> _DOCUMENTFRAGMENT_:
::::::::::
Deze activiteiten, waarin innovatiebevorderende maatregelen zullen worden opgenomen, worden uitgevoerd door gebruik te maken van een reeks instrumenten, de hieronder beschreven zogenoemde "OTO-werkzaamheden onder contract", waaraan de Gemeenschap financieel zal bijdragen. Tevens zal de Gemeenschap activiteiten ontplooien die door het GCO worden geïmplementeerd, "eigen werkzaamheden" genoemd.

1. INSTRUMENTEN

Inleiding

Een instrument ter uitvoering van een werkzaamheid moet in verhouding staan tot de reikwijdte en de doelstellingen van de betrokken onderzoeksactiviteit en zal, in voorkomend geval, de opvattingen van de onderzoeksgemeenschap in acht nemen. Zo kan de omvang van een werkzaamheid variëren naar gelang van de thema's en onderwerpen waarop zij betrekking heeft, afhankelijk van de kritische massa van deskundigheid die nodig is om een Europese toegevoegde waarde te verkrijgen en de verwachte resultaten te boeken. In sommige gevallen kan dit worden bereikt door werkzaamheden die op verschillende aspecten van eenzelfde doelstelling zijn gericht, te bundelen.
::::::::::
> _VASTGELEGDE GEGEVENS_:
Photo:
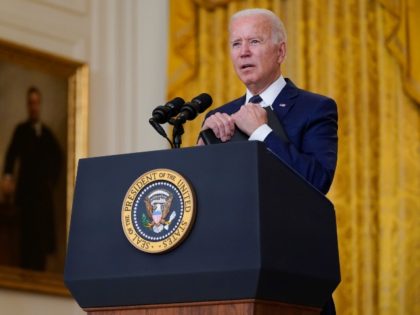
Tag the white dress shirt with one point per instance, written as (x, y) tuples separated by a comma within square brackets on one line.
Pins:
[(268, 97)]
::::::::::
> _OPGAVE_: Kun je het stuk uit het documentfragment letterlijk overnemen, beginnend bij "Een instrument ter" en eindigend bij "gericht, te bundelen."?

> _ANTWOORD HIERONDER_:
Een instrument ter uitvoering van een werkzaamheid moet in verhouding staan tot de reikwijdte en de doelstellingen van de betrokken onderzoeksactiviteit en zal, in voorkomend geval, de opvattingen van de onderzoeksgemeenschap in acht nemen. Zo kan de omvang van een werkzaamheid variëren naar gelang van de thema's en onderwerpen waarop zij betrekking heeft, afhankelijk van de kritische massa van deskundigheid die nodig is om een Europese toegevoegde waarde te verkrijgen en de verwachte resultaten te boeken. In sommige gevallen kan dit worden bereikt door werkzaamheden die op verschillende aspecten van eenzelfde doelstelling zijn gericht, te bundelen.